CHALLENGE: Turn the listing below into a numbered list with one entry per line, and leave out the blank lines.
--- START ROWS ---
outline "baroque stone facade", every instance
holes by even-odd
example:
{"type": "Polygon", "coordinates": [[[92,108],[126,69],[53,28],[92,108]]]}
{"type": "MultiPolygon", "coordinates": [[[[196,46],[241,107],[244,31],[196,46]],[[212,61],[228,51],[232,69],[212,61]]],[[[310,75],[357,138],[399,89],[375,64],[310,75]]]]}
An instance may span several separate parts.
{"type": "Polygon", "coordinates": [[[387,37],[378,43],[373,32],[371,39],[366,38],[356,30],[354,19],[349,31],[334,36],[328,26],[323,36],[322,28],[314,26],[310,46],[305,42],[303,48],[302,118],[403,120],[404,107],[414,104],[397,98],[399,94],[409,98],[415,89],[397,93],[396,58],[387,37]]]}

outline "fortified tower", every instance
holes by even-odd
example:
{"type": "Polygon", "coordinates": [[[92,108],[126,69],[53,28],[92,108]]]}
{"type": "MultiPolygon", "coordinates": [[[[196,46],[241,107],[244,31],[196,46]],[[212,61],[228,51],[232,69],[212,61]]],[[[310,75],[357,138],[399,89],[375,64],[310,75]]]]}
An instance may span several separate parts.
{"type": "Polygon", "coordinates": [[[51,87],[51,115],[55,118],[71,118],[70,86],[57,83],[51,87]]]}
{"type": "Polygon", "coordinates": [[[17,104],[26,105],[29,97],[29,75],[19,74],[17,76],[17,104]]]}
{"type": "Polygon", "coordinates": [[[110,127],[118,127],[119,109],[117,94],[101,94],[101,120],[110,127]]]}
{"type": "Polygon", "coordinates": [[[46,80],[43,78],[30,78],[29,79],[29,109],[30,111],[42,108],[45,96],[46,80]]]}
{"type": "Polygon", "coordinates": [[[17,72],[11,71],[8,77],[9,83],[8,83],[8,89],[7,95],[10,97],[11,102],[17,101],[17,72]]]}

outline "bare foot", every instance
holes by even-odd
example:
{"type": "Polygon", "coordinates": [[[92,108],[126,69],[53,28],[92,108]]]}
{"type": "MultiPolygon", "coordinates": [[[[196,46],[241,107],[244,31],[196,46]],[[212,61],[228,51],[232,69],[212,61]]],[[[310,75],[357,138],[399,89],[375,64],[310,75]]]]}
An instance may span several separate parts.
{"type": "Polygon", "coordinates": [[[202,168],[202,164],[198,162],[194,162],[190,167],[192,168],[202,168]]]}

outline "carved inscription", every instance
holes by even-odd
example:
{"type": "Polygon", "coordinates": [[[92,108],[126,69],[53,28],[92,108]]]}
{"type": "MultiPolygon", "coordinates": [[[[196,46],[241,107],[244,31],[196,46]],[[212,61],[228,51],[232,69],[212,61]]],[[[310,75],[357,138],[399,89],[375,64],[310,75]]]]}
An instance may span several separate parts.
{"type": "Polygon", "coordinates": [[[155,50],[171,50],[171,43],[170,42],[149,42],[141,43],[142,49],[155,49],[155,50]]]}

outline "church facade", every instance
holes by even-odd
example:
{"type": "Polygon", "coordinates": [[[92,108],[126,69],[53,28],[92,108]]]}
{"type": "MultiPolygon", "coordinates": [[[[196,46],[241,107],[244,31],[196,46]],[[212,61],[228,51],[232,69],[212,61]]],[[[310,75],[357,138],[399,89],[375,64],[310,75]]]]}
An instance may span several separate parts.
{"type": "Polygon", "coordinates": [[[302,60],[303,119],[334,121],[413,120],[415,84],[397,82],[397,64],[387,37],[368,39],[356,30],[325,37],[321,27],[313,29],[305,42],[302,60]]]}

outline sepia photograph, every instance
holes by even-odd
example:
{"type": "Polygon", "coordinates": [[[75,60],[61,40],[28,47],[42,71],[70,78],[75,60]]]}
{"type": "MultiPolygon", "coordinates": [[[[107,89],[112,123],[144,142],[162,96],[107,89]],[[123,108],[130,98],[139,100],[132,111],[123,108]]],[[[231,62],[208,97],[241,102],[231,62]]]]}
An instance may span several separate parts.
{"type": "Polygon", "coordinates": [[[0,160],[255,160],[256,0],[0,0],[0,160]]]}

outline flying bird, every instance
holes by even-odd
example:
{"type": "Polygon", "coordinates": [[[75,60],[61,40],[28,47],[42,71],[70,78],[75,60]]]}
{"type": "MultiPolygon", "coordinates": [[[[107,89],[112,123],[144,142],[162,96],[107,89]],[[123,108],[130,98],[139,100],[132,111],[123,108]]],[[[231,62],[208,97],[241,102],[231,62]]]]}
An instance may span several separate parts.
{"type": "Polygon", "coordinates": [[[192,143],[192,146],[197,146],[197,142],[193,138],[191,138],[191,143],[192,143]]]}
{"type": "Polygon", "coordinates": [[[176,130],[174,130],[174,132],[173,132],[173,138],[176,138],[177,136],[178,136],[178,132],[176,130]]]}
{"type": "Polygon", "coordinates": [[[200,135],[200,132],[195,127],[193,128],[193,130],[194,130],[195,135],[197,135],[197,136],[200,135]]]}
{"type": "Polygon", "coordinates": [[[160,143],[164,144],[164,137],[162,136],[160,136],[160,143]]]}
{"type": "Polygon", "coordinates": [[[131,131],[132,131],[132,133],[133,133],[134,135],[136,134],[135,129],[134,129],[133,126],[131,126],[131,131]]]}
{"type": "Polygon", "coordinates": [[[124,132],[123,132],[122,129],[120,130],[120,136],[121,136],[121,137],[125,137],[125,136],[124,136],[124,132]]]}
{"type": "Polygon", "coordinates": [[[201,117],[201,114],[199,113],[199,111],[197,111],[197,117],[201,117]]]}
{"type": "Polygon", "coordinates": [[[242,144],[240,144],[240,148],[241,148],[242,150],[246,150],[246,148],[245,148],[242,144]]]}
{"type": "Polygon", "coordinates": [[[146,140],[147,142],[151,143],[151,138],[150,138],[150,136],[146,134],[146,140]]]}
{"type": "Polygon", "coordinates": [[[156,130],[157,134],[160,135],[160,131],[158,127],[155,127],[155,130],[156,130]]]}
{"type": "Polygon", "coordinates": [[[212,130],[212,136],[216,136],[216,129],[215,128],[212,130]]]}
--- END ROWS ---
EXERCISE RESULT:
1. outline "baroque stone facade", every instance
2. holes by even-odd
3. example:
4. {"type": "Polygon", "coordinates": [[[92,108],[126,69],[53,28],[92,108]]]}
5. {"type": "MultiPolygon", "coordinates": [[[[196,46],[241,107],[244,31],[196,46]],[[212,61],[228,51],[232,69],[212,61]]],[[[310,75],[357,138],[399,89],[375,64],[310,75]]]]}
6. An instance may span several separate parts.
7. {"type": "Polygon", "coordinates": [[[387,37],[378,43],[373,32],[371,39],[366,38],[356,30],[354,19],[349,31],[334,36],[328,26],[323,36],[322,28],[314,26],[310,46],[305,42],[303,48],[302,118],[403,120],[404,107],[414,104],[397,98],[399,94],[409,98],[415,89],[397,93],[396,58],[387,37]]]}
8. outline "fortified tower", every instance
9. holes by even-odd
10. example:
11. {"type": "Polygon", "coordinates": [[[92,108],[126,69],[53,28],[92,108]]]}
12. {"type": "MultiPolygon", "coordinates": [[[[196,46],[241,107],[244,31],[196,46]],[[212,61],[228,51],[232,69],[212,61]]],[[[310,75],[357,138],[399,89],[375,64],[310,75]]]]}
13. An instance may span several separate parts.
14. {"type": "Polygon", "coordinates": [[[51,87],[51,115],[55,118],[71,118],[70,86],[57,83],[51,87]]]}
15. {"type": "Polygon", "coordinates": [[[17,104],[26,105],[29,97],[29,75],[19,74],[17,76],[17,104]]]}
16. {"type": "Polygon", "coordinates": [[[110,127],[118,127],[119,109],[117,94],[101,94],[101,120],[110,127]]]}
17. {"type": "Polygon", "coordinates": [[[46,80],[43,78],[30,78],[29,79],[29,109],[30,111],[42,108],[45,96],[46,80]]]}
18. {"type": "Polygon", "coordinates": [[[17,72],[11,71],[8,77],[9,83],[8,83],[8,89],[7,95],[10,97],[11,102],[17,101],[17,72]]]}
19. outline "bare foot", every instance
20. holes by even-odd
21. example:
22. {"type": "Polygon", "coordinates": [[[92,108],[126,69],[53,28],[92,108]]]}
23. {"type": "MultiPolygon", "coordinates": [[[[196,46],[241,107],[244,31],[196,46]],[[212,61],[228,51],[232,69],[212,61]]],[[[310,75],[357,138],[399,89],[375,64],[310,75]]]]}
24. An instance may span several separate parts.
25. {"type": "Polygon", "coordinates": [[[202,168],[202,164],[198,162],[194,162],[190,167],[192,168],[202,168]]]}
26. outline "carved inscription", every instance
27. holes by even-odd
28. example:
29. {"type": "Polygon", "coordinates": [[[92,108],[126,69],[53,28],[92,108]]]}
30. {"type": "MultiPolygon", "coordinates": [[[[196,46],[241,107],[244,31],[196,46]],[[212,61],[228,51],[232,69],[212,61]]],[[[310,75],[357,138],[399,89],[375,64],[310,75]]]]}
31. An instance may span several separate parts.
32. {"type": "Polygon", "coordinates": [[[155,50],[171,50],[171,43],[170,42],[149,42],[141,43],[142,49],[155,49],[155,50]]]}
33. outline "church facade", every instance
34. holes by even-odd
35. example:
36. {"type": "Polygon", "coordinates": [[[92,108],[126,69],[53,28],[92,108]]]}
37. {"type": "MultiPolygon", "coordinates": [[[[196,46],[241,107],[244,31],[196,46]],[[212,61],[228,51],[232,69],[212,61]]],[[[310,75],[357,138],[399,89],[375,64],[310,75]]]]}
38. An instance may span several separate parts.
39. {"type": "Polygon", "coordinates": [[[302,60],[303,119],[334,121],[413,120],[415,84],[397,82],[397,64],[387,37],[368,39],[356,30],[325,37],[321,27],[313,29],[305,42],[302,60]]]}
40. outline sepia photograph, every instance
41. holes by even-odd
42. example:
43. {"type": "Polygon", "coordinates": [[[75,60],[61,40],[28,47],[42,71],[70,78],[75,60]]]}
44. {"type": "MultiPolygon", "coordinates": [[[[107,89],[112,123],[144,142],[162,96],[107,89]],[[123,108],[130,98],[139,100],[132,111],[123,108]]],[[[231,62],[208,97],[241,102],[231,62]]]]}
45. An instance may span several separate parts.
46. {"type": "Polygon", "coordinates": [[[0,160],[255,160],[256,0],[0,0],[0,160]]]}
47. outline flying bird, every instance
48. holes by even-odd
49. example:
50. {"type": "Polygon", "coordinates": [[[75,60],[61,40],[28,47],[42,71],[70,78],[75,60]]]}
51. {"type": "MultiPolygon", "coordinates": [[[[107,89],[112,123],[144,142],[162,96],[107,89]],[[123,108],[130,98],[139,100],[132,111],[123,108]]],[[[231,62],[208,97],[241,102],[231,62]]]]}
52. An instance may span several separate parts.
53. {"type": "Polygon", "coordinates": [[[192,143],[192,146],[197,146],[197,142],[193,138],[191,138],[191,143],[192,143]]]}
54. {"type": "Polygon", "coordinates": [[[176,130],[174,130],[174,132],[173,132],[173,138],[176,138],[177,136],[178,136],[178,132],[176,130]]]}
55. {"type": "Polygon", "coordinates": [[[200,135],[200,132],[195,127],[193,128],[193,130],[194,130],[195,135],[197,135],[197,136],[200,135]]]}
56. {"type": "Polygon", "coordinates": [[[160,143],[164,144],[164,137],[162,136],[160,136],[160,143]]]}
57. {"type": "Polygon", "coordinates": [[[131,131],[132,131],[132,133],[133,133],[134,135],[136,134],[135,129],[134,129],[133,126],[131,126],[131,131]]]}
58. {"type": "Polygon", "coordinates": [[[124,132],[123,132],[122,129],[120,130],[120,136],[121,136],[121,137],[125,137],[125,136],[124,136],[124,132]]]}
59. {"type": "Polygon", "coordinates": [[[201,117],[201,114],[199,113],[199,111],[197,111],[197,117],[201,117]]]}
60. {"type": "Polygon", "coordinates": [[[242,144],[240,144],[240,148],[241,148],[242,150],[246,150],[246,148],[245,148],[242,144]]]}
61. {"type": "Polygon", "coordinates": [[[146,140],[147,142],[151,143],[151,138],[150,138],[150,136],[146,134],[146,140]]]}
62. {"type": "Polygon", "coordinates": [[[156,130],[157,134],[160,135],[160,131],[158,127],[155,127],[155,130],[156,130]]]}
63. {"type": "Polygon", "coordinates": [[[212,130],[212,136],[216,136],[216,129],[215,128],[212,130]]]}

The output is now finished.